WHAT NEEDS TO BE DONE: Copy out, exactly as written, only the line containing "Target: puddle water" and the lines after it through the end of the records.

* * * *

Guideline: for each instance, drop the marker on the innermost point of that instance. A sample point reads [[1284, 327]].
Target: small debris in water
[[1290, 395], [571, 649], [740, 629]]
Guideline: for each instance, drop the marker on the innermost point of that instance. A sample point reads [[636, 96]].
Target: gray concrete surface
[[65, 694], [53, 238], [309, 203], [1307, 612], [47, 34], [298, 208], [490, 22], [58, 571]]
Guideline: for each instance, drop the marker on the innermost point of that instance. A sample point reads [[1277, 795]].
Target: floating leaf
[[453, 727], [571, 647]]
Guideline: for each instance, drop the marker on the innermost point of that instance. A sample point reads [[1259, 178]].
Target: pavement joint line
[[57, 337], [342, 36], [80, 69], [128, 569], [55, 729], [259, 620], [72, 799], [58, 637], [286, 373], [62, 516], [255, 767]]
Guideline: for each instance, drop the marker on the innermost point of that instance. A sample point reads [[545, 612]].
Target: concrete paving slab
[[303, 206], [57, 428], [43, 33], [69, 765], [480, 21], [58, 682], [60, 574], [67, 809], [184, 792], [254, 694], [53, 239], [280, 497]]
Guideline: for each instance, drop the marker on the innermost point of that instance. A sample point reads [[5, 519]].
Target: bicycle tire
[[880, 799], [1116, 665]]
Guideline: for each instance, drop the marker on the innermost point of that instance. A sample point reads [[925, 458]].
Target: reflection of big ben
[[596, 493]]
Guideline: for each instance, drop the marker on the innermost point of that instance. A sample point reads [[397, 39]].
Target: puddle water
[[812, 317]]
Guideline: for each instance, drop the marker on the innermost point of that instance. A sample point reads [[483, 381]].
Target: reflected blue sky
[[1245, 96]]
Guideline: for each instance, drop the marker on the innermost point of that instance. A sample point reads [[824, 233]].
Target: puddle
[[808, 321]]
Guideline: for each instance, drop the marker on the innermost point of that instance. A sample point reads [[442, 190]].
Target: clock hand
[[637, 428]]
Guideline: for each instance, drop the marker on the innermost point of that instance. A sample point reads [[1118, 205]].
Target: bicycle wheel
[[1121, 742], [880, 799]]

* * * *

YOUR RESPONSE:
Target: puddle water
[[812, 317]]
Guideline: for each instance, drop the marker on the innermost point of that instance. A sample point reads [[483, 381]].
Target: reflected blue sky
[[1245, 96]]
Guideline: for each instance, drop the marker on the innermost point of that instance. A sample point reads [[824, 233]].
Target: puddle
[[808, 321]]
Guideline: for each instance, drop the marker on the innermost point of that instance. A sample point reads [[442, 190]].
Target: clock hand
[[637, 428]]
Guideline: for each instance, drop the marker on the innermost point of that instance. A sample point reads [[1118, 205]].
Target: bicycle wheel
[[1121, 742], [880, 799]]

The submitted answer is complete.